- **PROBLEM DETAILS**:
Reproduce the following blog post about leaving a long-held job, word for word and in full.

- **DOCUMENT TEXT**:
______________________________
Long after the getting has ceased to be good

Today is my last day at work, at the job I have held for a little over 16 years. I have been telling people that it’s time for me to move on, find a new path, follow my muse, blah blah. But to be honest, the real reason I am leaving is that I’m scared for my safety. Where there were once funny faces on Post-Its and mysterious creatures made of fruit abandoned in the break room and messages on the garbage cans inspired by Magritte, now there is only violence and mayhem. To wit:

courteous

There is a theory that these signs inspired so much rage because our company has been employing a huge number of temps who are not considered fully “employees,” but this is just a theory. Sometimes people just hate being told to wash their own dishes. And then there are more lunchroom hijinks (please click on all photos for larger versions; it is well worth it):

yourshame

I am supposing he preferred his lunch meat to the free Chinese food, which is perfectly understandable. It should be noted that this email was sent to all US offices as well as the head office in Berlin.

Here is a goodbye note when the author of the above email had finally had enough:

saltmines

Now, I think this would have made sense if it had been sent to the head office in Berlin, as the photo appears to depict some Pennsylvania Dutch versions of Krampus and maybe the head office would have looked at the photo and wondered, “Have we been so naughty as to deserve switches to our bottoms this year?” and been frightened. However, this goodbye note was photocopied and deposited in physical form on certain employees’ desks solely in the LA office, so we recipients were merely frightened in a vague way without understanding the Krampus tie-in. Krampus isn’t really big in LA yet.
______________________________
- **DATA UNDER STUDY**:
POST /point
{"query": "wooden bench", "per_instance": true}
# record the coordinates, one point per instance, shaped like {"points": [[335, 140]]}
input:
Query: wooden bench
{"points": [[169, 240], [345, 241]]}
______________________________
- **TASK OUTPUT**:
Long after the getting has ceased to be good

Today is my last day at work, at the job I have held for a little over 16 years. I have been telling people that it’s time for me to move on, find a new path, follow my muse, blah blah. But to be honest, the real reason I am leaving is that I’m scared for my safety. Where there were once funny faces on Post-Its and mysterious creatures made of fruit abandoned in the break room and messages on the garbage cans inspired by Magritte, now there is only violence and mayhem. To wit:

courteous

There is a theory that these signs inspired so much rage because our company has been employing a huge number of temps who are not considered fully “employees,” but this is just a theory. Sometimes people just hate being told to wash their own dishes. And then there are more lunchroom hijinks (please click on all photos for larger versions; it is well worth it):

yourshame

I am supposing he preferred his lunch meat to the free Chinese food, which is perfectly understandable. It should be noted that this email was sent to all US offices as well as the head office in Berlin.

Here is a goodbye note when the author of the above email had finally had enough:

saltmines

Now, I think this would have made sense if it had been sent to the head office in Berlin, as the photo appears to depict some Pennsylvania Dutch versions of Krampus and maybe the head office would have looked at the photo and wondered, “Have we been so naughty as to deserve switches to our bottoms this year?” and been frightened. However, this goodbye note was photocopied and deposited in physical form on certain employees’ desks solely in the LA office, so we recipients were merely frightened in a vague way without understanding the Krampus tie-in. Krampus isn’t really big in LA yet.